■ **Written exercise**:
Return exactly the lines from the one containing "of the conifer" through the last line of the records below, both included, and leave out any pictures.

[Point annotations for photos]
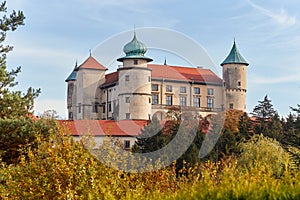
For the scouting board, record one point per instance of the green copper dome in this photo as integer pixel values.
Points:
(234, 57)
(135, 50)
(72, 76)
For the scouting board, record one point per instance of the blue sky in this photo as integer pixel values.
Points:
(57, 33)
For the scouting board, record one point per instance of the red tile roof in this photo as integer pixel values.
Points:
(104, 127)
(175, 73)
(91, 63)
(184, 73)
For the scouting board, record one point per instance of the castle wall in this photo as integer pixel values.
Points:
(135, 92)
(234, 76)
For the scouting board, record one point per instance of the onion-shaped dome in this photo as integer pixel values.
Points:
(234, 57)
(135, 50)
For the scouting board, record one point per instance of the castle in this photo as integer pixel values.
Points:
(138, 89)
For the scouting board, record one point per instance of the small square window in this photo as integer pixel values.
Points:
(154, 87)
(95, 108)
(182, 100)
(169, 100)
(79, 108)
(197, 102)
(182, 89)
(210, 91)
(127, 144)
(210, 103)
(168, 88)
(109, 107)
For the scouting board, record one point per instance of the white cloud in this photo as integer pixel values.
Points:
(282, 17)
(276, 80)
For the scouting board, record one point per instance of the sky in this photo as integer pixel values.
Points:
(59, 33)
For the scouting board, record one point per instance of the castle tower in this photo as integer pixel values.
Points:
(234, 77)
(71, 93)
(134, 82)
(88, 77)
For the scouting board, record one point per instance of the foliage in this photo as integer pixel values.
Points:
(12, 103)
(17, 135)
(258, 153)
(62, 169)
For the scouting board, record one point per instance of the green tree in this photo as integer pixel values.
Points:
(18, 126)
(12, 103)
(263, 114)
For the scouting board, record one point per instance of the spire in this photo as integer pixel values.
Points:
(135, 50)
(234, 56)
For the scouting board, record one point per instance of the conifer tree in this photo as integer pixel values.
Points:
(18, 127)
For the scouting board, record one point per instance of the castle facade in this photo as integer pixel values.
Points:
(139, 89)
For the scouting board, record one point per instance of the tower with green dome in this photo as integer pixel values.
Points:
(134, 82)
(234, 77)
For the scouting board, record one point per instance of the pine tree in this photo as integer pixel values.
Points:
(18, 127)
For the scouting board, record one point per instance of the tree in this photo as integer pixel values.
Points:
(12, 103)
(18, 127)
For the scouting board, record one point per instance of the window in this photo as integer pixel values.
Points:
(182, 100)
(154, 87)
(79, 108)
(154, 99)
(182, 89)
(127, 144)
(95, 108)
(169, 100)
(109, 107)
(197, 102)
(168, 88)
(210, 103)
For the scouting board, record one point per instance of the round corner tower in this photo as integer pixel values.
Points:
(234, 77)
(134, 82)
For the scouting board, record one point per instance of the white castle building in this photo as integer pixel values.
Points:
(139, 89)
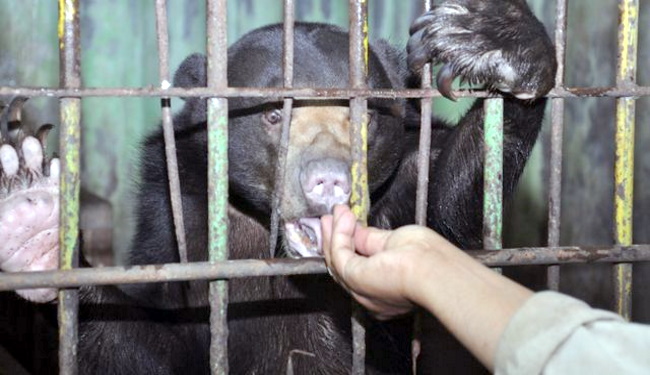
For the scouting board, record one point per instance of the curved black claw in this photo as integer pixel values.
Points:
(10, 119)
(444, 79)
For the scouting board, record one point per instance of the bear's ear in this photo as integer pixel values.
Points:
(192, 72)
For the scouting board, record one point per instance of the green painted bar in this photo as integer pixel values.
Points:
(218, 178)
(493, 175)
(218, 227)
(628, 35)
(70, 180)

■ **Final result**:
For the scouting board, record one point per instance of the conifer tree in this photo as integer pixel values.
Points:
(18, 127)
For the scouting board, record one point per instance of the castle facade in this photo as integer pixel values.
Points:
(139, 89)
For the scouting board, record one point per instance of the tower with green dome in this photo as integer pixel values.
Points:
(134, 82)
(234, 77)
For the scouting board, record one point per instance of the pine tree in this photo as integer pixel values.
Points:
(18, 127)
For the scouting board, record one point per instance of the tree in this photo as integer pixel values.
Points:
(12, 103)
(18, 127)
For the scouting board, record one point per instance of the window in this photo as integer pixel values.
Points:
(182, 100)
(154, 87)
(79, 108)
(154, 99)
(182, 89)
(127, 144)
(95, 108)
(169, 100)
(109, 107)
(197, 102)
(168, 88)
(210, 103)
For the scouting board, record one point per instance of the round corner tower in this photo as integer pixel values.
Points:
(234, 77)
(134, 82)
For the scouting board, record one point per instance of the white castle building in this photo as integer pixel values.
Points:
(139, 89)
For the scouting board, record one point per instance of the curved black claw in this photo as integer pixel values.
Points:
(10, 119)
(444, 79)
For the scouting board, record one point per instance of the bear's ear in this photo as integer pixel values.
Points:
(192, 72)
For the scouting board, record one point per instance of the green painted bar in this photo as integer pixel values.
Points:
(218, 178)
(493, 175)
(218, 227)
(628, 35)
(70, 180)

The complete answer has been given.